* TEXT:
Generally, some type or mechanical packer or packoff mechanism is used to seal the annulus inside the well casing and outside of the liner so that all flow is directed through the gravel pack and into the liner. This prevents flow up the annulus which could remove the gravel pack sand from around the liner. Typically the packer is run in as a separate device that attaches to the detachable member with the production tubing attached above the packer. This assembly must be run into the well, attached to the liner and then mechanically or hydraulically actuated to seal the device to the annulus. The time to run these sealing mechanisms as well as the cost of these tools can be significant.

There exists, therefore, a significant need for an improved packer assembly for use in gravel pack operations that can eliminate additional trips downhole. The present invention fulfills these needs and provides further related advantages.

In an embodiment of the invention a swelling packer element is incorporated onto the screen tubular above the screening section but below the detachable member. The swelling packer element typically has diameter that allows for freely circulating a gravel and sand slurry around the swelling packer elements exterior when run in and when initially installed in the well. Typically the swelling packer element does not swell sufficiently to form a seal between the tubular and the wellbore or casing until the gravel pack operation is complete.

A swelling packer element below the detachable member would eliminate the need to run a separate mechanical packer or packoff mechanism to seal the annulus inside the well casing and outside of the liner

As used herein the terms “swellable”” means any material that increases in size in the presence of an activation fluid such as a hydrocarbon, water, a hybrid fluid, or other activation fluid.

FIG. 1 depicts the wellbore assembly as it is run into a cased wellbore.

FIG. 2 depicts the wellbore assembly with the screen located adjacent to the perforations.

FIG. 3 depicts the wellbore and the wellbore assembly as the operator prepares to reverse out of the wellbore.

FIG. 4 depicts the portion of the wellbore assembly that remains in the wellbore.

FIG. 5 depicts the completed gravel pack with the swellable packer 50 in its expanded state.

The description that follows includes exemplary apparatus, methods, techniques, and instruction sequences that embody techniques of the inventive subject matter. However, it is understood that the described embodiments may be practiced without these specific details.

FIG. 1 depicts the wellbore assembly 10 as it is run into a cased wellbore 20. In the wellbore 20 shown a bridge plug 22 is shown in position at the bottom of the wellbore 20. The wellbore shown also has several perforations 24. The wellbore assembly 10 is typically assembled on the surface and consists of several subassemblies including a bull plug 12, a screen 14, a section of blank tubular 16, a centralizer 18, a detachable member 26, a crossover tool 28, a mechanical packer 30, a swellable packer 50 attached to the exterior of the section of blank tubular 16, and a tubular string 32. The detachable member 26 may include such variations as a shearable tubular or a hookup nipple.

Typically the swellable packer 50 is a swellable elastomer such as ethylene propylene diene monomer that swells in the presence of hydrocarbons, a blend of nitrile with super absorbing polymers (SAP) that swells in the presence of water, or a blend of ethylene propylene diene monomer with super absorbing polymers that swells in the presence of an activation fluid that could incorporate either a water or hydrocarbon base. Where the swellable elastomer is wrapped around the exterior of the blank base tubular 16.

Collected data entries
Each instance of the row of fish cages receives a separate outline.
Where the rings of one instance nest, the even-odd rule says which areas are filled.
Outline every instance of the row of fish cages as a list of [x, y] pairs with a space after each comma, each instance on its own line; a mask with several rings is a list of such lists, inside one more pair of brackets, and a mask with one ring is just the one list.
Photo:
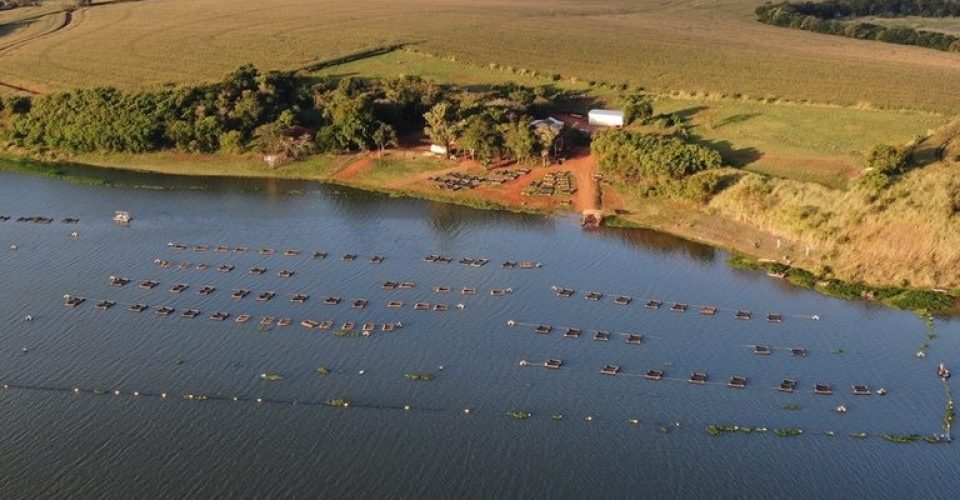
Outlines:
[[483, 175], [451, 172], [431, 176], [428, 180], [433, 182], [438, 189], [460, 191], [461, 189], [475, 189], [480, 186], [500, 186], [529, 173], [529, 168], [498, 168]]
[[569, 196], [576, 192], [574, 175], [567, 170], [545, 174], [523, 190], [527, 196]]
[[[43, 215], [22, 215], [13, 218], [12, 215], [0, 215], [0, 222], [7, 222], [13, 220], [14, 222], [30, 223], [30, 224], [51, 224], [55, 220], [53, 217], [46, 217]], [[60, 219], [61, 224], [77, 224], [80, 222], [80, 219], [76, 217], [64, 217]]]
[[[572, 288], [554, 286], [552, 287], [552, 289], [553, 289], [553, 293], [557, 297], [561, 297], [561, 298], [571, 298], [576, 296], [577, 294], [576, 290]], [[605, 295], [603, 292], [585, 292], [583, 294], [583, 298], [588, 302], [598, 302], [601, 299], [603, 299], [604, 296]], [[628, 306], [630, 304], [633, 304], [634, 302], [634, 298], [630, 295], [614, 295], [613, 297], [614, 297], [613, 303], [618, 306]], [[691, 306], [690, 304], [686, 304], [683, 302], [673, 302], [672, 304], [666, 304], [662, 300], [657, 300], [657, 299], [647, 299], [643, 303], [643, 307], [645, 309], [652, 309], [652, 310], [665, 308], [671, 312], [681, 313], [681, 314], [687, 312], [688, 310], [690, 310], [691, 307], [693, 307], [702, 316], [716, 316], [717, 313], [722, 310], [722, 308], [720, 307], [711, 306], [711, 305]], [[752, 319], [754, 316], [754, 314], [748, 309], [735, 309], [732, 311], [734, 311], [733, 318], [742, 320], [742, 321], [748, 321]], [[784, 320], [784, 315], [781, 313], [767, 313], [765, 317], [767, 322], [769, 323], [782, 323]], [[812, 316], [805, 316], [805, 318], [812, 319], [812, 320], [819, 320], [820, 316], [815, 314]]]

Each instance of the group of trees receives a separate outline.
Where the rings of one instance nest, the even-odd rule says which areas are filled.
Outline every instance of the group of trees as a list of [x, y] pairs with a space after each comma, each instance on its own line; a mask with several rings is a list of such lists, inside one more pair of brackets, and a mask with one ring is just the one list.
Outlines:
[[643, 194], [689, 194], [702, 201], [719, 186], [720, 178], [706, 171], [721, 166], [720, 153], [680, 137], [611, 129], [595, 134], [590, 148], [601, 173]]
[[960, 37], [907, 26], [881, 26], [844, 21], [856, 16], [960, 15], [960, 2], [951, 0], [829, 0], [827, 2], [783, 2], [757, 7], [761, 22], [785, 28], [802, 29], [861, 40], [878, 40], [901, 45], [916, 45], [960, 53]]
[[506, 154], [524, 160], [556, 140], [552, 129], [531, 129], [528, 113], [549, 110], [560, 97], [546, 87], [466, 92], [411, 76], [335, 82], [245, 65], [197, 87], [3, 98], [0, 138], [72, 152], [256, 150], [296, 159], [373, 147], [382, 153], [400, 136], [424, 130], [436, 144], [456, 142], [482, 162]]

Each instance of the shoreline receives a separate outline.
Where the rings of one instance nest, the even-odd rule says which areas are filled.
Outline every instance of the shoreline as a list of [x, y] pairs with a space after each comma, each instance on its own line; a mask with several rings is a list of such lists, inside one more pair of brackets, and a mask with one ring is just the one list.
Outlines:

* TASK SET:
a) Name every swellable elastomer given in the swellable packer text, and say what each one swells in the presence of.
b) Decide whether each statement agrees with the swellable packer text, answering yes or no and quoting the words that settle it:
(i) The swelling packer element sits below the screening section.
(ii) The swelling packer element typically does not seal against the wellbore or casing until the gravel pack operation is complete.
(iii) The detachable member may be a shearable tubular.
c) Please pick up the swellable packer text after its last sentence and keep writing it.

* ANSWERS TO THE EXERCISES:
a)
- Ethylene propylene diene monomer: swells in the presence of hydrocarbons.
- A blend of nitrile with super absorbing polymers (SAP): swells in the presence of water.
- A blend of ethylene propylene diene monomer with super absorbing polymers: swells in the presence of an activation fluid that could incorporate either a water or hydrocarbon base.

b)
(i) No: "above the screening section but below the detachable member"
(ii) Yes: "does not swell sufficiently to form a seal between the tubular and the wellbore or casing until the gravel pack operation is complete"
(iii) Yes: "may include such variations as a shearable tubular or a hookup nipple"

c)
As the wellbore assembly is run into the wellbore the bridge plug 22 in the wellbore 20 serves to locate the wellbore assembly 10 and to isolate the particular formation of interest adjacent to the perforations 24 from the lower portion of the wellbore 20. The bull plug 12 serves to guide the wellbore assembly 10 into the wellbore 20 while preventing the wellbore assembly 10 from hanging on any protrusions that might exist in the wellbore 20. The bull plug 12 also serves to seal the lower end of the screen 14 from the exterior of the screen 14 thereby forcing any fluid to flow through the screen 14 before entering the interior of the screen 14. During the initial run-in stage the packer has not yet swelled any appreciable amount.

FIG. 2 depicts the wellbore assembly 10 with the screen 14 located adjacent to the perforations 24. With the screen 14 properly located the mechanical packer 30 may be set. Setting the mechanical packer 30, seals the wellbore 20 to the wellbore assembly 10 thereby isolating the wellbore 20 above the mechanical packer 30 from the wellbore 20 below the mechanical packer 30.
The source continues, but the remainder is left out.